[作業依頼 1]: 以下のワクチン争奪戦に関する抜粋によると、3月9日の時点でEUからワクチンが輸出された国はいくつですか。
[作業依頼 2]: 以下のワクチン争奪戦に関する抜粋を、最後の文の後から続けて書いてください。

激しさを増すワクチン争奪戦
新型コロナ感染に対して、現在我々が有する最も効果的な対策はワクチンです。
ワクチンの接種が世界中で急ピッチで始まった今、大国間でワクチンの争奪戦が始まっている様です。
仏紙Les Echosが「Les vaccins au centre d'une nouvelle passe d'armes entre Londres et Bruxelles」(英国とEUの間の新たな火種となったワクチン)と題した記事を掲載しました。
かいつまんで紹介したいと思います。
Les Echos記事要約
新型コロナに対するワクチン争奪戦が、英国とEUの間の緊張を煽っています。
火曜日の夕方、欧州理事会のシャルル・ミシェル議長は、英国と米国がワクチンの自国からの輸出を阻止していると述べました。
彼の声明は、先週、イタリアで生産されたアストラゼネカ社製ワクチンのオーストラリアへの出荷を阻止したと批判されたEUを擁護することを目的としていました。
国際的な相互援助の最前線にいると自負し、ほとんど全てのワクチン生産者の輸出要求を承認しているEUは、「輸出を止めたことは一度もない」とシャルル・ミシェルは語りました。
ブルームバーグが発表した数字によると、3月9日の時点で、3,400万回分のワクチンがEUから33か国に輸出され、少なくとも800万回が英国に輸出された様です。
「しかし、EUへの納入量の約束を守った生産者だけが輸出を許された。」と欧州外交官は語ります。
EU本部がそのワクチン輸出管理制度を設定した2月初旬以降輸出はコントロールされています。
英国政府のスポークスマンは火曜日の夕方、「英国のワクチン輸出禁止ついての言及は完全に誤りである」と述べました。
ボリス・ジョンソン首相は水曜日に、「ワクチンやワクチンの成分の輸出を阻止していない」と再確認し、英国のラーブ外相は水曜日の朝、駐英EU外交代表を召喚して「事実を正しく伝える様に」と申し入れました。
英国の否定に直面したEU理事長のシャルル・ミシェルは、これに対抗し、「ワクチンに禁止または制限を課すには、様々なやり方がある」と述べ、英国の反応が透明性の向上とEU及び第三国への輸出の増加を導く事を期待すると述べました。
EUの情報筋によると、アストラゼネカ社のワクチンのみが製造されている英国は、同社との契約における優先購入権を盾に、事実上輸出を阻止すると見られています。
アストラゼネカ社のCEOであるパスカル・ソリオ氏自身がメディアで、2つの英国の工場からの生産は英国向けであると述べました。
EUは、大幅な納期の遅れに直面し、同社に対して何週間も抗議してきました。

[提供情報]:
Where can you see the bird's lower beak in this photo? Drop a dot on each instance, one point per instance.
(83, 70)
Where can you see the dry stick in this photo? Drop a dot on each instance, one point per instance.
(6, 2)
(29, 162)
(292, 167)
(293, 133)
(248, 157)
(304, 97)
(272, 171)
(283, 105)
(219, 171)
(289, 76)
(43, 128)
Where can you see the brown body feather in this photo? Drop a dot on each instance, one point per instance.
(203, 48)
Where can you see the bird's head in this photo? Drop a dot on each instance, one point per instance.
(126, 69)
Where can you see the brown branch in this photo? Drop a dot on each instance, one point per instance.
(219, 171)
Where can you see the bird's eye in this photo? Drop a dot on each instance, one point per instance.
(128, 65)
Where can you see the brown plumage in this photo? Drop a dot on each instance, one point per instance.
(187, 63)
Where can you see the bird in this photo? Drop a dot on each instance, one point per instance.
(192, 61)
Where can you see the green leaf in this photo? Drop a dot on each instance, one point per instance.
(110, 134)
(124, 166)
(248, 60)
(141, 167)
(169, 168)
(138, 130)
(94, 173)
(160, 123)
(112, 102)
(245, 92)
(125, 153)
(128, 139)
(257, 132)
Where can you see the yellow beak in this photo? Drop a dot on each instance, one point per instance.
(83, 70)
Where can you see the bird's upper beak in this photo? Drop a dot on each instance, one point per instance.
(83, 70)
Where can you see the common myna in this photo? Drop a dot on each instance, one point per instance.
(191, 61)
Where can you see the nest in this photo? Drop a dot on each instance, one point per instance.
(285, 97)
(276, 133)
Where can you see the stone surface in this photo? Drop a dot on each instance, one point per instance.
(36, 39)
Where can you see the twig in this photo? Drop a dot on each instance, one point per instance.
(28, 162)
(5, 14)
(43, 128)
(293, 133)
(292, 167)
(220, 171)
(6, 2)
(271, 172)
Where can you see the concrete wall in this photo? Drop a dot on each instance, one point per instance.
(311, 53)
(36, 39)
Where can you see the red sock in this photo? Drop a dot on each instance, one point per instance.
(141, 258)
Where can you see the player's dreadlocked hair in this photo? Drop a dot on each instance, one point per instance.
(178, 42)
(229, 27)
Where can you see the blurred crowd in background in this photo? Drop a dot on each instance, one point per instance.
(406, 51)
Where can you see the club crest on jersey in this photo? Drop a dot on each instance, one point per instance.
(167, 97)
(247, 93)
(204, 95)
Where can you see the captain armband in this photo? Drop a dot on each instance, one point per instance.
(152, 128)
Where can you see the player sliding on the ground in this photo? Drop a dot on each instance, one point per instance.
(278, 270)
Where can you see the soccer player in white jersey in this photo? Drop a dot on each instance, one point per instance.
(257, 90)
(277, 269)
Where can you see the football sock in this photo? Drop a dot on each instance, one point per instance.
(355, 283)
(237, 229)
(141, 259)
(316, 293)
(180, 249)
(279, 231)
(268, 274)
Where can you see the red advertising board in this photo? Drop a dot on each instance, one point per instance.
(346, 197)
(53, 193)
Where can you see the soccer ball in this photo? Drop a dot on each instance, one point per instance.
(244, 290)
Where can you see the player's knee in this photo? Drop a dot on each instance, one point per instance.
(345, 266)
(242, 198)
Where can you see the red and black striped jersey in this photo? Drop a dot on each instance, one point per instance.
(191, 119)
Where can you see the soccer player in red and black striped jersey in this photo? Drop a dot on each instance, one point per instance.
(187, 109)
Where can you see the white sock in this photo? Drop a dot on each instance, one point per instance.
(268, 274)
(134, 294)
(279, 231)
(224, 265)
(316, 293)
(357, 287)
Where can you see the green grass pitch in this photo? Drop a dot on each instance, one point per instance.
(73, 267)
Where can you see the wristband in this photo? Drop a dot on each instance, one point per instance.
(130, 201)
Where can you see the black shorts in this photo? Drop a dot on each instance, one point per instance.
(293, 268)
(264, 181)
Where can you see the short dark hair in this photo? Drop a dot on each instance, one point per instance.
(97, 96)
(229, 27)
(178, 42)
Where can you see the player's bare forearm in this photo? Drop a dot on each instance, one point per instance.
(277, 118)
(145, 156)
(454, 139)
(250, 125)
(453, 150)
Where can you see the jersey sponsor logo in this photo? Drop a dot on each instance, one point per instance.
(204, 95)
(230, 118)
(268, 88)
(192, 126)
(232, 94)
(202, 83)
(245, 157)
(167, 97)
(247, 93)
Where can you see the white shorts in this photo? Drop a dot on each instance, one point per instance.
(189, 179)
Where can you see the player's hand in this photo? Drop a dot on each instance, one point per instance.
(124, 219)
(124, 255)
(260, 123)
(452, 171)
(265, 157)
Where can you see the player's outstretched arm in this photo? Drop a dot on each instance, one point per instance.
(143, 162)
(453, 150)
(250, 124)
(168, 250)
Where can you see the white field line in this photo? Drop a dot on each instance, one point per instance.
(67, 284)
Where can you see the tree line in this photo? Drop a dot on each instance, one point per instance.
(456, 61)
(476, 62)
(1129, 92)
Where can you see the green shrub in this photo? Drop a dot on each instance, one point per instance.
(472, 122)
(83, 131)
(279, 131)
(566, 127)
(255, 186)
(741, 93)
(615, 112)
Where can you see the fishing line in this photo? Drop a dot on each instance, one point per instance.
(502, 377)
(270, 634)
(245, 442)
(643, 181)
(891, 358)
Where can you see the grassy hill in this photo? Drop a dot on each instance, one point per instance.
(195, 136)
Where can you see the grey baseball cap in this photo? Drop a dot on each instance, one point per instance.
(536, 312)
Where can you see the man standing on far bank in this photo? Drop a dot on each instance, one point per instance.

[期待される出力 1]: 33か国です。

[期待される出力 2]:
アストラゼネカ社とEUの契約には、生産拠点として英国の工場が含まれていると主張しています。
一方、ジョンソン英首相は「私たちはあらゆる形態のワクチンナショナリズムに反対します」とEUの批判を煙に巻きました。
ワクチンをめぐる応酬は、ブレグジット後の合意の尊重をめぐって、すでに緊張が高まっている状況で発生しました。
1月末、EU本部は、ワクチンの輸出を監視するために2つのアイルランド(アイルランドと北アイルランド)の間に国境管理を課すことを望んでいた事で英国を激怒させました。
日本への影響
日本はご存知の通り、英国アストラゼネカ社とファイザーBiontech社の2社と契約を結び、ワクチンの到着を今か今かと待っていますが、良く考えてみると、この2社は英国とEUに生産拠点を持っています。
日本に納入されるワクチンは英国とEUから供給されるのです。
この両者が自国のワクチンの確保に躍起になり、輸出管理まで行っている最中に、日本に十分なワクチンが来るはずがありません。
これは深刻な問題です。
フランス政府は昨日、国民全員(成人)の全てにワクチンが行き渡るのは6月になると発表して、国民の顰蹙を買いました。
フランス国民にしてみれば、英国がその3倍のスピードでワクチン接種を進めている事から、フランス政府の手際の悪さに批判が集中する訳です。
しかし、我が国のワクチン接種は何時になるのでしょうか。
高齢者でさえ何時になるか政府は明らかにしていません。
いや発表したくても出来ないのでしょう。
6月に全員に接種が行われるフランスが羨ましく感じられます。
やはり日本はワクチンの自主開発に今後注力する必要があります。
最後まで読んで頂き、有り難うございました。